> EXERCISE OBJECTIVE
Can you give all the records again without altering a single character?

(Stored items)
'''

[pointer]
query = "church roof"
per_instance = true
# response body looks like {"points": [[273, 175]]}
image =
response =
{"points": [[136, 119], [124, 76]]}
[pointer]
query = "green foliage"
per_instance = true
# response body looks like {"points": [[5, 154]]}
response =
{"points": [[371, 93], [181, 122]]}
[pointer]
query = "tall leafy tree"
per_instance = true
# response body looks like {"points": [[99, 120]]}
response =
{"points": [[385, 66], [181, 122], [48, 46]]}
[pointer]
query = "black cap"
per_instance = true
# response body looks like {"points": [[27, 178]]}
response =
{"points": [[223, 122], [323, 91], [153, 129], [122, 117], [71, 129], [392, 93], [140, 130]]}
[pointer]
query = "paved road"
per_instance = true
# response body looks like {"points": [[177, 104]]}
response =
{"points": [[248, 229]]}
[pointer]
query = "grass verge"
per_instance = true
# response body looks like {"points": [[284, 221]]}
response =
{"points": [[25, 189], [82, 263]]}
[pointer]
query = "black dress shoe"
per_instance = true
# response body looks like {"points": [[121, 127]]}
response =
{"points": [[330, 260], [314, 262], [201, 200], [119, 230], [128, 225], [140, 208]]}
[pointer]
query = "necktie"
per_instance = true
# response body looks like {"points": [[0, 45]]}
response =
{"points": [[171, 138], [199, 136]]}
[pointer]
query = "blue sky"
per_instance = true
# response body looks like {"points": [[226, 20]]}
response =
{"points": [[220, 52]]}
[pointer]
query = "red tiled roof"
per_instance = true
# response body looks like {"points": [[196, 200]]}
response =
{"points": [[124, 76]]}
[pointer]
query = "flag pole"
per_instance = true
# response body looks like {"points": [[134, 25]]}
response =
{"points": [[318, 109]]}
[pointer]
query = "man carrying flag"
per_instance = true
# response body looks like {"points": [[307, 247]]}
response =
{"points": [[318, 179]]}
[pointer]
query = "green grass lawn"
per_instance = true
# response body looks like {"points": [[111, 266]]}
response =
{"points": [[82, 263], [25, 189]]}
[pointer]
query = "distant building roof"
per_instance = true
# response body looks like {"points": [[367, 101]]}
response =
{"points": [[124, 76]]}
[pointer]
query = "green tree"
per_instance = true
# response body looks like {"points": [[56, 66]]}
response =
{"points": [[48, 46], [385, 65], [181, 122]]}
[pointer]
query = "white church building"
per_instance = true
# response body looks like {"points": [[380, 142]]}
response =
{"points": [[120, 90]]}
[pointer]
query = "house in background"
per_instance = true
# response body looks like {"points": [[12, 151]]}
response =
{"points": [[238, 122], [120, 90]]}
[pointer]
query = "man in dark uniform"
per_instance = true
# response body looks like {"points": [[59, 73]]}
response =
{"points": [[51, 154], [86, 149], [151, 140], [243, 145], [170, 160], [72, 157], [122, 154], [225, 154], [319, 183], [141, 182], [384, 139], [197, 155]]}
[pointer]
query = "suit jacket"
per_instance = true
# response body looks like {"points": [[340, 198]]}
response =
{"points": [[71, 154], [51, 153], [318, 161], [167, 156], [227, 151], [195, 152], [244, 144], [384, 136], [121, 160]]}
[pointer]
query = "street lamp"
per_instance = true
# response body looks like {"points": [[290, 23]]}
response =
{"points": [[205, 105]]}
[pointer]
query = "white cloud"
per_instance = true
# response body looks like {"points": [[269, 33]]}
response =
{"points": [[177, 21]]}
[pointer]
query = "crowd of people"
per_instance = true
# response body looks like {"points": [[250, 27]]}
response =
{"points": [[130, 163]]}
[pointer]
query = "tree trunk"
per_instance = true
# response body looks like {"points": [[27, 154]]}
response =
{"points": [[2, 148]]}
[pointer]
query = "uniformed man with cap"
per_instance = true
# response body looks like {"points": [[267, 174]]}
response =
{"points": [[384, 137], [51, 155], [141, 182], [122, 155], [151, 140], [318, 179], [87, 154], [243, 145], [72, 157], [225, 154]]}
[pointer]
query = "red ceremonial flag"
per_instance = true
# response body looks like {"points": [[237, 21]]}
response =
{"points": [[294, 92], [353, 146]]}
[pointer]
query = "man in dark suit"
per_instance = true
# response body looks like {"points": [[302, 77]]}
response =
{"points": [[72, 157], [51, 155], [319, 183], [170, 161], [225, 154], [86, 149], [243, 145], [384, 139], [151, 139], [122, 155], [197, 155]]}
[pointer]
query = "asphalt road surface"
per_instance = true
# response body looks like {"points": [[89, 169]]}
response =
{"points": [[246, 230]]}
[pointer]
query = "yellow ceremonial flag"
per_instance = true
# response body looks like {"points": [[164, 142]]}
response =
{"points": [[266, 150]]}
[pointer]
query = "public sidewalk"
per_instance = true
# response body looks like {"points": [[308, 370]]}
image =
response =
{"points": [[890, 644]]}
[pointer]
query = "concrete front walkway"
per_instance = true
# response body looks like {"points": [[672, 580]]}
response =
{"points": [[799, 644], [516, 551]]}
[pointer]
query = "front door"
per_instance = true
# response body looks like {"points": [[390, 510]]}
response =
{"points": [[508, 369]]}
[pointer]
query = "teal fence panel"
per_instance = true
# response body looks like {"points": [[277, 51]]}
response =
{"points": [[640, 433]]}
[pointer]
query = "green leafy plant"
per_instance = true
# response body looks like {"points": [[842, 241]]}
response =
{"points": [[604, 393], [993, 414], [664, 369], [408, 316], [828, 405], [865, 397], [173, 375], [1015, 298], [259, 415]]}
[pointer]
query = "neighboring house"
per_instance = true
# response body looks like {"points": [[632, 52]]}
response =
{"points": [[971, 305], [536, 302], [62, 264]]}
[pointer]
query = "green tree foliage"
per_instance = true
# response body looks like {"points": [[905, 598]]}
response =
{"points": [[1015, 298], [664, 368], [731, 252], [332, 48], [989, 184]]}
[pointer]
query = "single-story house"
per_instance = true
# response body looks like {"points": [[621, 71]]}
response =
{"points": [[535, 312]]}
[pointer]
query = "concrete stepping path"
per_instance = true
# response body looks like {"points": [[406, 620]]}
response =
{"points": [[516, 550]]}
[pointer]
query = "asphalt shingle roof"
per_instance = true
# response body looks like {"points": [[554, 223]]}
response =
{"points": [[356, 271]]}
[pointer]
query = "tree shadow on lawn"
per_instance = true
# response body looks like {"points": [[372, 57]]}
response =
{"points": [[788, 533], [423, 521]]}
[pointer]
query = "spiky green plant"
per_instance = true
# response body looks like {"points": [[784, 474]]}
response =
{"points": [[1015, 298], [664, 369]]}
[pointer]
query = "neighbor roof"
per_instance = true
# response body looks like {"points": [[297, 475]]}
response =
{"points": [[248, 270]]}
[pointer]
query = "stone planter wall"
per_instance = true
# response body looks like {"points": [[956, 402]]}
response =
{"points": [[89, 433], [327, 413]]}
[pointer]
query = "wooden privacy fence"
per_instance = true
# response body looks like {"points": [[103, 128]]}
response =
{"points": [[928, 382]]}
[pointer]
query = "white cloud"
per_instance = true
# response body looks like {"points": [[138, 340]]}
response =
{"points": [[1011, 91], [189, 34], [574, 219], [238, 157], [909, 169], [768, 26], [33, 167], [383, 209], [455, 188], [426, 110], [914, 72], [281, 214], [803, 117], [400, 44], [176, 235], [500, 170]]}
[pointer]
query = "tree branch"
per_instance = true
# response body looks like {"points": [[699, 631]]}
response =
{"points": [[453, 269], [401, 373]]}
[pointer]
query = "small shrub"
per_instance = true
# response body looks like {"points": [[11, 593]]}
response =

'''

> TASK RESULT
[pointer]
query = "church roof"
per_instance = true
# response body looks like {"points": [[273, 175]]}
image =
response =
{"points": [[136, 119], [124, 76]]}
[pointer]
query = "green foliage"
per_instance = true
# response body looks like {"points": [[5, 154]]}
response =
{"points": [[371, 93], [181, 122]]}
[pointer]
query = "tall leafy tree"
per_instance = true
# response body looks like {"points": [[99, 120]]}
response =
{"points": [[385, 66], [181, 122], [48, 46]]}
[pointer]
query = "black cap"
per_instance = true
# response body looks like {"points": [[27, 178]]}
response =
{"points": [[223, 122], [323, 91], [153, 129], [122, 117], [71, 129], [392, 93], [140, 130]]}
[pointer]
query = "paved road"
per_instance = true
# response body looks like {"points": [[177, 104]]}
response =
{"points": [[248, 229]]}
[pointer]
query = "grass verge"
per_instance = true
# response body looks like {"points": [[284, 221]]}
response =
{"points": [[25, 189], [82, 263]]}
[pointer]
query = "black dress shoe"
per_instance = true
# response body looks like {"points": [[121, 127]]}
response =
{"points": [[330, 260], [314, 262], [201, 200], [119, 230], [128, 225], [140, 208]]}
[pointer]
query = "necktie"
per_instance = true
# response body looks like {"points": [[0, 45]]}
response =
{"points": [[171, 138], [199, 136]]}
[pointer]
query = "blue sky"
per_instance = true
# response body looks like {"points": [[226, 20]]}
response =
{"points": [[220, 52]]}
[pointer]
query = "red tiled roof"
per_instance = true
# response body looks like {"points": [[196, 200]]}
response =
{"points": [[124, 76]]}
[pointer]
query = "flag pole"
per_instance = true
# response body looks like {"points": [[134, 25]]}
response =
{"points": [[318, 109]]}
[pointer]
query = "man carrying flag"
per_instance = true
# response body looks like {"points": [[307, 247]]}
response =
{"points": [[318, 179]]}
[pointer]
query = "green grass lawn"
per_instance = true
# response body looks like {"points": [[111, 266]]}
response =
{"points": [[82, 263], [25, 189]]}
[pointer]
query = "distant building roof"
per_instance = true
# response body looks like {"points": [[367, 101]]}
response =
{"points": [[124, 76]]}
[pointer]
query = "green tree"
per_instance = true
# response body looks like {"points": [[56, 66]]}
response =
{"points": [[48, 46], [385, 65], [181, 122]]}
[pointer]
query = "white church building"
per_instance = true
# response body looks like {"points": [[380, 142]]}
response =
{"points": [[120, 90]]}
[pointer]
query = "house in background"
per_instance = true
# response body looks like {"points": [[12, 151]]}
response =
{"points": [[238, 122], [120, 90]]}
[pointer]
query = "man in dark uniform"
per_instance = true
# response body looks like {"points": [[59, 73]]}
response =
{"points": [[51, 154], [86, 149], [151, 140], [243, 145], [170, 160], [72, 157], [122, 154], [225, 154], [319, 183], [141, 182], [384, 139], [197, 155]]}
[pointer]
query = "suit jacket"
per_instance = true
# response body looks like {"points": [[340, 198]]}
response =
{"points": [[71, 154], [51, 153], [318, 161], [167, 156], [227, 151], [195, 152], [244, 144], [384, 136], [121, 160]]}
[pointer]
query = "street lamp"
per_instance = true
# response body looks like {"points": [[290, 23]]}
response =
{"points": [[205, 105]]}
[pointer]
query = "white cloud"
per_instance = true
# response body looks like {"points": [[269, 33]]}
response =
{"points": [[177, 21]]}
[pointer]
query = "crowd of people"
per_instance = true
# response body looks like {"points": [[250, 27]]}
response =
{"points": [[130, 163]]}
[pointer]
query = "tree trunk"
per_instance = true
# response body looks like {"points": [[27, 154]]}
response =
{"points": [[2, 148]]}
[pointer]
query = "uniformed man with cap"
per_instance = true
# response body looks like {"points": [[267, 174]]}
response =
{"points": [[384, 137], [51, 155], [141, 182], [122, 155], [151, 140], [318, 179], [87, 154], [243, 145], [72, 157], [225, 154]]}
[pointer]
query = "red ceremonial flag"
per_instance = true
# response body looks like {"points": [[237, 21]]}
response =
{"points": [[294, 92], [353, 146]]}
[pointer]
query = "man in dark suit"
per_instance = true
# response body looks like {"points": [[302, 77]]}
response =
{"points": [[72, 157], [51, 155], [319, 183], [170, 161], [225, 154], [86, 149], [243, 145], [384, 139], [151, 139], [122, 155], [197, 155]]}
[pointer]
query = "asphalt road surface"
per_instance = true
# response body looks like {"points": [[89, 169]]}
response =
{"points": [[246, 230]]}
[pointer]
query = "yellow ceremonial flag"
per_instance = true
# response body looks like {"points": [[164, 142]]}
response =
{"points": [[266, 150]]}
[pointer]
query = "public sidewalk"
per_instance = true
# response body looks like {"points": [[308, 370]]}
image =
response =
{"points": [[890, 644]]}
[pointer]
query = "concrete front walkway"
per_instance = true
# response body looks like {"points": [[672, 580]]}
response =
{"points": [[799, 644], [516, 551]]}
[pointer]
query = "front door"
per_instance = true
# response body looks like {"points": [[390, 510]]}
response =
{"points": [[508, 369]]}
[pointer]
query = "teal fence panel"
per_instance = true
# response body looks like {"points": [[277, 51]]}
response =
{"points": [[640, 433]]}
[pointer]
query = "green leafy plant"
per_instance = true
# response body looks like {"points": [[842, 241]]}
response =
{"points": [[604, 393], [993, 414], [664, 369], [408, 316], [828, 405], [865, 397], [173, 375], [1015, 298], [259, 415]]}
[pointer]
query = "neighboring house"
per_instance = true
# response body looks like {"points": [[632, 52]]}
response =
{"points": [[971, 305], [536, 302], [62, 264]]}
[pointer]
query = "green tree foliage"
per_instance = true
# response body looks like {"points": [[905, 598]]}
response =
{"points": [[1015, 298], [664, 368], [731, 252], [332, 48], [989, 184]]}
[pointer]
query = "single-story house"
per_instance = true
# response body looks like {"points": [[621, 71]]}
response =
{"points": [[535, 312]]}
[pointer]
query = "concrete stepping path"
per_instance = true
# response body looks like {"points": [[406, 620]]}
response =
{"points": [[516, 550]]}
[pointer]
query = "asphalt shingle roof"
per_instance = true
# response body looks like {"points": [[554, 223]]}
response =
{"points": [[356, 271]]}
[pointer]
query = "tree shadow on lawn"
per_instance = true
# response body looks like {"points": [[372, 57]]}
response =
{"points": [[788, 533], [423, 521]]}
[pointer]
query = "spiky green plant"
per_instance = true
# response body looks like {"points": [[784, 474]]}
response =
{"points": [[1015, 298], [664, 369]]}
[pointer]
query = "neighbor roof"
per_instance = true
# response body looks like {"points": [[297, 475]]}
response =
{"points": [[248, 270]]}
[pointer]
query = "stone planter wall"
per_instance = true
# response body looks like {"points": [[956, 402]]}
response =
{"points": [[89, 433], [327, 413]]}
[pointer]
query = "wooden privacy fence"
per_instance = true
# response body looks like {"points": [[103, 128]]}
response =
{"points": [[928, 382]]}
[pointer]
query = "white cloud"
per_instance = true
# response body looks like {"points": [[138, 340]]}
response =
{"points": [[1011, 91], [189, 34], [574, 219], [238, 157], [909, 169], [768, 26], [33, 167], [383, 209], [455, 188], [426, 110], [914, 72], [281, 214], [803, 117], [400, 44], [176, 235], [500, 170]]}
[pointer]
query = "tree branch"
per_instance = true
# response body looks like {"points": [[699, 631]]}
response =
{"points": [[453, 269], [401, 373]]}
[pointer]
query = "small shrub"
per_instance = true
# response body looks like {"points": [[11, 593]]}
response =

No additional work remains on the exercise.